**GIVEN REQUEST:** Will you return, unchanged, the part of the data below that opens with the line containing "Locate the goal" and closes with the line containing "<point>386,204</point>", with both of those lines included?
[START OF RAW DATA]
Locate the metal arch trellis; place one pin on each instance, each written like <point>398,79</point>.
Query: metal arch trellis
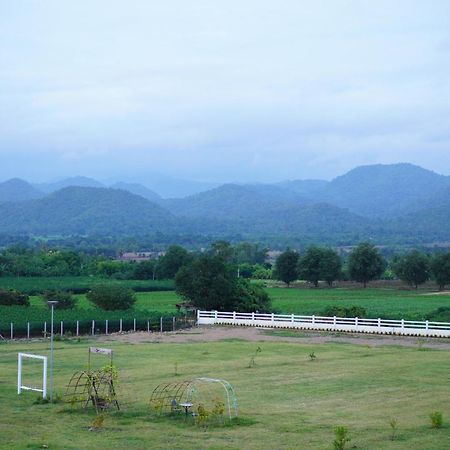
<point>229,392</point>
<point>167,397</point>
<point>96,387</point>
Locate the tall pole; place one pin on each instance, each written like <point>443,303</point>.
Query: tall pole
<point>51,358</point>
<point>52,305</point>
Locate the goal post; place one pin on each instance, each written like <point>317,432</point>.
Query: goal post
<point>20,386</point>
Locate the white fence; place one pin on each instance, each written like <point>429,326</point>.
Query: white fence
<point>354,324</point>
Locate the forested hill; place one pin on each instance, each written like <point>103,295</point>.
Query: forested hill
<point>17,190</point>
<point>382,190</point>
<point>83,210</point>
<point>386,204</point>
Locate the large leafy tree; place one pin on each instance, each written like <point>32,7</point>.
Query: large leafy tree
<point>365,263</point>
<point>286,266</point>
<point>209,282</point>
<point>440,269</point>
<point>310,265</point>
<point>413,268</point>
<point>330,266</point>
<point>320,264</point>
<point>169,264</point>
[END OF RAW DATA]
[START OF RAW DATA]
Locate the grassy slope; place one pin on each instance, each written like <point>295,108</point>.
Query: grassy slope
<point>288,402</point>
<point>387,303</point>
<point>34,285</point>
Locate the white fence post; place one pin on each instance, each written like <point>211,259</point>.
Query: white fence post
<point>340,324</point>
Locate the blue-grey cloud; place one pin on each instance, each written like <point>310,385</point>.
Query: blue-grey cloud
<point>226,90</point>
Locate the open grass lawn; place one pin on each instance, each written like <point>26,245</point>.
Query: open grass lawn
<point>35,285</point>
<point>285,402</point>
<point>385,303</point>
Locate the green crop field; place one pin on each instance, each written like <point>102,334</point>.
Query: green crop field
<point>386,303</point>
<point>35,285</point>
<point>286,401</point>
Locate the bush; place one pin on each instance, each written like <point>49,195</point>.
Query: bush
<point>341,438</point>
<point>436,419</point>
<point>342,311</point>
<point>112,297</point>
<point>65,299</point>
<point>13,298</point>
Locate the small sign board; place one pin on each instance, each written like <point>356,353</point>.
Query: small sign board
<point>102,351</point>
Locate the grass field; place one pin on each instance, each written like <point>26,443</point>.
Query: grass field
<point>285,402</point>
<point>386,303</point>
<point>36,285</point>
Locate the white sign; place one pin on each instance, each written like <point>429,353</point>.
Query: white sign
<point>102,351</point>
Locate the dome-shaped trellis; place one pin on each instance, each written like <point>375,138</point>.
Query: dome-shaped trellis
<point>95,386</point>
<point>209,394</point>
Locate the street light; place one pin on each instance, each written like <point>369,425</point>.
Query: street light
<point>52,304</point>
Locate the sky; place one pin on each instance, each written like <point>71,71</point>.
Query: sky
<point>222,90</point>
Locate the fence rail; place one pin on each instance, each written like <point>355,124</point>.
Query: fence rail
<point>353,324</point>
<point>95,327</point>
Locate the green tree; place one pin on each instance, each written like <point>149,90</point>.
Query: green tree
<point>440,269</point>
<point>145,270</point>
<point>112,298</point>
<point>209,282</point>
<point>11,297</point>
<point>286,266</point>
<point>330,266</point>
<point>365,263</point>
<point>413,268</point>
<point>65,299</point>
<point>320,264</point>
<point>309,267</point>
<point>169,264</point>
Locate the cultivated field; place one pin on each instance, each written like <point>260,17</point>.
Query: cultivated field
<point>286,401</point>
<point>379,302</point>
[END OF RAW DATA]
**TASK SOLUTION:**
Locate the goal post; place one pin on each instance, each written like <point>317,432</point>.
Query: goal post
<point>20,386</point>
Locate the white fence; place one pin on each instance, each written like <point>429,326</point>.
Query: white fence
<point>354,324</point>
Locate the forested hill; place one pin on each instance, each written like <point>103,295</point>.
Query: forested hill
<point>17,190</point>
<point>382,190</point>
<point>83,210</point>
<point>386,204</point>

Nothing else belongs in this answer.